Saved data entries
------------------------------------------------

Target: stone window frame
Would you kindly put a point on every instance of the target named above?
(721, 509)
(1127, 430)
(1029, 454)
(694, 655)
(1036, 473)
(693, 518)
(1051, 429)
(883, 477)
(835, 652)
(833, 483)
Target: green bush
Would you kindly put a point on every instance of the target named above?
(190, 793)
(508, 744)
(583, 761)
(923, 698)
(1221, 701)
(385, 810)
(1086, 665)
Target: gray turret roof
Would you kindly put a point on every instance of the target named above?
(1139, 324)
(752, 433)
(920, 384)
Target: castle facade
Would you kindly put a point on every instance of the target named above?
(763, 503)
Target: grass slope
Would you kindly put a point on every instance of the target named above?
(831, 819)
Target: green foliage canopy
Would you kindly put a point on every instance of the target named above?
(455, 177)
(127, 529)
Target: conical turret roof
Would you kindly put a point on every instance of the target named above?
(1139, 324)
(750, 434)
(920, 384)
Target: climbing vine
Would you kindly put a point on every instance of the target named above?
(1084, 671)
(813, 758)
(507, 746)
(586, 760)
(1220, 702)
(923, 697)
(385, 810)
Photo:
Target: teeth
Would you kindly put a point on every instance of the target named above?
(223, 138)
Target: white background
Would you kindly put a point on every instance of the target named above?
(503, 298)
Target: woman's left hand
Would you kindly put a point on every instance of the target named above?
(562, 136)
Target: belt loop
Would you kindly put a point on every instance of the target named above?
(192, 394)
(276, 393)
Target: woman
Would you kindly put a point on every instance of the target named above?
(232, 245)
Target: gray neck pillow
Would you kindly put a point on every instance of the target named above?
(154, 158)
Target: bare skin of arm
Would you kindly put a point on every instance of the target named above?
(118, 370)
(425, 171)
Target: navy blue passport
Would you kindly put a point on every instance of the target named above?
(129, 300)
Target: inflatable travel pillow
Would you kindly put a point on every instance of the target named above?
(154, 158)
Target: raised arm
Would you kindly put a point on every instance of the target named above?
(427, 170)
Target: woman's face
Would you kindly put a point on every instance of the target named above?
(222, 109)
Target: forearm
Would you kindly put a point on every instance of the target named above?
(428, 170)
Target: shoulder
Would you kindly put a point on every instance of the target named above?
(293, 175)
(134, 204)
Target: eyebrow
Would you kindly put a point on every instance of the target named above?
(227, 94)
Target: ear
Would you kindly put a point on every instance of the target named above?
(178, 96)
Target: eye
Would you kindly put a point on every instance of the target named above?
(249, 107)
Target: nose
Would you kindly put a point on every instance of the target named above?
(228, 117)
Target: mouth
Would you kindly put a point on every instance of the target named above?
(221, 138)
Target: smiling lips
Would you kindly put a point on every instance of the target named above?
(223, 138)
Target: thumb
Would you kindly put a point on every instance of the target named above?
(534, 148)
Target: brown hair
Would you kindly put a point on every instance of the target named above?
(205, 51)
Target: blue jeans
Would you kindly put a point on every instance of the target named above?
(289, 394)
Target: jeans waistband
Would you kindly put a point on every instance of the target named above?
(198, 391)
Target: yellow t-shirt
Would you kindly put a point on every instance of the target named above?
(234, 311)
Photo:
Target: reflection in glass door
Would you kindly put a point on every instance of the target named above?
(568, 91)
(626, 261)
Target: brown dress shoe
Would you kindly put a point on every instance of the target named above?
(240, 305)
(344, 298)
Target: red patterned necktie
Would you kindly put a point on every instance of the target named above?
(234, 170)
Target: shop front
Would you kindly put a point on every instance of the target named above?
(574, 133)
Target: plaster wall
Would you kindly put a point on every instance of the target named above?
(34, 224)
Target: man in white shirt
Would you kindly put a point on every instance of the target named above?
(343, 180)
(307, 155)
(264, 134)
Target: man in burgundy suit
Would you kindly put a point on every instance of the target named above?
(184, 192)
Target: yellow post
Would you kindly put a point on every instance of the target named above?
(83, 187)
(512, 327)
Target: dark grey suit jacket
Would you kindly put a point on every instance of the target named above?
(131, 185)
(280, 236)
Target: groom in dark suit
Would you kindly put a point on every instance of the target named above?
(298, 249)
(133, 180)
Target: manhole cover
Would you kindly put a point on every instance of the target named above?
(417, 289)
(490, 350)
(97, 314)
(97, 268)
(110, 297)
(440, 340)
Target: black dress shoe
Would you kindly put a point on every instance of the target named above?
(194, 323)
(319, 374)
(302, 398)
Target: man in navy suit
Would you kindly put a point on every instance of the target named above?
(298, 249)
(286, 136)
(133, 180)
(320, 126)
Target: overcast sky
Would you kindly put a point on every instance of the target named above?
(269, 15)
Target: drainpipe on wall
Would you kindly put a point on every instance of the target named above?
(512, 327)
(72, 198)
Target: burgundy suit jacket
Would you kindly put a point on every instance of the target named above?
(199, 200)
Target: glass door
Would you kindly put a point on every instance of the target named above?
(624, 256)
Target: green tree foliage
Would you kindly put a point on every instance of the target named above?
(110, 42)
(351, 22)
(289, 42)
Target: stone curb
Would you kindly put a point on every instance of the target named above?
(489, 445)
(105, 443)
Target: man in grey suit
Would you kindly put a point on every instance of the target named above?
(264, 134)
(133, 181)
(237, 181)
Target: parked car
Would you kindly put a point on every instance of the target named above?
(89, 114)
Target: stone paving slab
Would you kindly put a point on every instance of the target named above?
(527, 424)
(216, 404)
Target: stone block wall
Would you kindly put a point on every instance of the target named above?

------------------------------------------------

Written task: Format all of the lines above as a numbered list, skipping any blank lines.

Correct result:
1. Target: stone window frame
2. Would you kindly put a point on every instance of the target named above?
3. (721, 509)
4. (1127, 430)
5. (1029, 454)
6. (694, 655)
7. (1036, 473)
8. (693, 518)
9. (1051, 429)
10. (883, 477)
11. (835, 652)
12. (833, 483)
13. Target: green bush
14. Would you kindly put a point on every instance of the target named above?
15. (190, 793)
16. (508, 744)
17. (583, 761)
18. (923, 698)
19. (1221, 701)
20. (385, 810)
21. (1086, 665)
22. Target: gray turret roof
23. Would you kindly put a point on every instance of the target named above?
24. (1139, 324)
25. (752, 433)
26. (920, 384)
27. Target: castle facade
28. Would you kindly put a point on every instance of the target named above?
29. (763, 503)
30. Target: grass slope
31. Would you kindly put a point on every instance of the target named above?
32. (831, 819)
33. Target: green foliage canopy
34. Would you kindly put a point on every instance of the target named above?
35. (455, 177)
36. (127, 529)
37. Target: conical turret roof
38. Would you kindly put a point on every instance of the target named above?
39. (1139, 324)
40. (750, 434)
41. (920, 384)
42. Target: climbing vine
43. Would you kindly put a point on every instance of the target named above?
44. (1084, 671)
45. (813, 758)
46. (507, 746)
47. (586, 760)
48. (1220, 702)
49. (923, 697)
50. (385, 810)
51. Photo:
52. Target: teeth
53. Would you kindly put a point on every instance of the target named above?
54. (223, 138)
55. Target: white background
56. Would you kindly put a point on every instance of the target named above?
57. (503, 298)
58. Target: woman's left hand
59. Would you kindly put a point on every instance of the target named above?
60. (562, 136)
61. Target: belt loop
62. Would you kindly put a point on every instance of the target named above?
63. (192, 394)
64. (276, 393)
65. Target: woman
66. Would you kindly put a point on every instance of the target named above?
67. (232, 245)
68. Target: gray neck pillow
69. Would you kindly put a point on every instance of the target named above?
70. (154, 158)
71. Target: bare skin of arm
72. Would you kindly put a point on every instance of the target named above?
73. (118, 370)
74. (425, 171)
75. Target: navy blue passport
76. Would you kindly put a point on every instance of the target named above?
77. (129, 300)
78. Target: inflatable travel pillow
79. Would you kindly put a point on every instance of the target named above?
80. (154, 158)
81. Target: raised arm
82. Would you kindly put a point on every instance of the target named above?
83. (427, 170)
84. Target: woman's face
85. Would you kindly put a point on every instance of the target named above?
86. (222, 109)
87. Target: forearm
88. Would you kindly put a point on every instance of the target named above?
89. (428, 170)
90. Target: shoulder
91. Would you kindly put a point on every instance of the target named above?
92. (293, 175)
93. (134, 204)
94. Target: eyebrow
95. Would you kindly put a point on every instance of the target named above?
96. (227, 94)
97. Target: ear
98. Would you kindly put a point on every instance of the target named above?
99. (178, 96)
100. Target: eye
101. Would you kindly put a point on every instance of the target named above?
102. (249, 107)
103. Target: nose
104. Would you kindly put a point on every instance of the target named above?
105. (228, 117)
106. Target: mouth
107. Would you kindly put a point on every instance of the target named above?
108. (221, 138)
109. Target: smiling lips
110. Would you kindly put a point on every instance of the target named above?
111. (223, 138)
112. Target: thumb
113. Would you kindly put a point on every instance of the target named above?
114. (534, 148)
115. Target: brown hair
116. Would you kindly put a point on every instance of the target named above?
117. (205, 51)
118. Target: blue jeans
119. Would you kindly put a point on every instance of the target named above?
120. (289, 394)
121. Target: jeans waistband
122. Would you kindly put a point on every instance of the target named above?
123. (198, 391)
124. Target: yellow t-shirt
125. Would you kindly put a point on every instance of the target named above?
126. (234, 311)
127. Photo:
128. Target: reflection in glass door
129. Would you kindly put a point on every instance of the target named above?
130. (568, 91)
131. (626, 261)
132. Target: brown dress shoe
133. Would you kindly put a point on every instance of the target named above?
134. (240, 305)
135. (344, 298)
136. Target: red patterned necktie
137. Would you kindly put a point on every instance of the target named above?
138. (234, 170)
139. Target: shop front
140. Would you kindly put a point on every instance of the target named above?
141. (574, 133)
142. Target: plaster wall
143. Would you kindly put a point on every instance of the target named above?
144. (34, 224)
145. Target: man in white shirt
146. Would you kindly put a point on every instance of the target named above?
147. (343, 180)
148. (307, 155)
149. (264, 134)
150. Target: man in burgundy suit
151. Would you kindly put a point on every instance of the target named above?
152. (184, 192)
153. Target: yellow post
154. Would you kindly put a point on every instance of the target named above?
155. (83, 187)
156. (512, 327)
157. Target: dark grey suit jacket
158. Would you kindly put a point on every instance of the target named above?
159. (131, 185)
160. (280, 236)
161. Target: groom in dark suit
162. Would you kindly put a point on every instance of the target named above?
163. (298, 249)
164. (133, 180)
165. Target: manhole cover
166. Would you kindly put a point on every instance of the target named above?
167. (417, 289)
168. (490, 350)
169. (97, 314)
170. (97, 268)
171. (110, 297)
172. (440, 340)
173. Target: black dress shoe
174. Would you kindly put a point on every instance of the target named above?
175. (194, 323)
176. (319, 374)
177. (302, 398)
178. Target: man in navy suit
179. Would you kindly put a point on every instance of the target named above?
180. (298, 249)
181. (286, 136)
182. (133, 180)
183. (320, 126)
184. Target: overcast sky
185. Would you kindly put a point on every instance of the target named above?
186. (269, 15)
187. Target: drainpipe on wall
188. Would you kindly put a point on every instance of the target named above?
189. (512, 327)
190. (72, 198)
191. Target: burgundy suit jacket
192. Would you kindly put a point on every instance of the target named above?
193. (199, 200)
194. Target: glass door
195. Would you kindly put a point on every instance of the target named above?
196. (624, 256)
197. Target: green tree foliage
198. Would you kindly put a point on every instance of the target named above?
199. (110, 42)
200. (351, 22)
201. (289, 42)
202. Target: stone curb
203. Would you kindly put a point on every instance of the target named above?
204. (489, 445)
205. (105, 443)
206. Target: man in grey suit
207. Would you kindly put a point on every instance of the target named above?
208. (264, 134)
209. (133, 181)
210. (237, 181)
211. Target: parked car
212. Would you kindly put a point on every instance of the target named above?
213. (89, 114)
214. Target: stone paving slab
215. Would you kindly put a point on every instance of the target named above?
216. (527, 424)
217. (216, 404)
218. Target: stone block wall
219. Would you kindly put a point on every instance of the target named above?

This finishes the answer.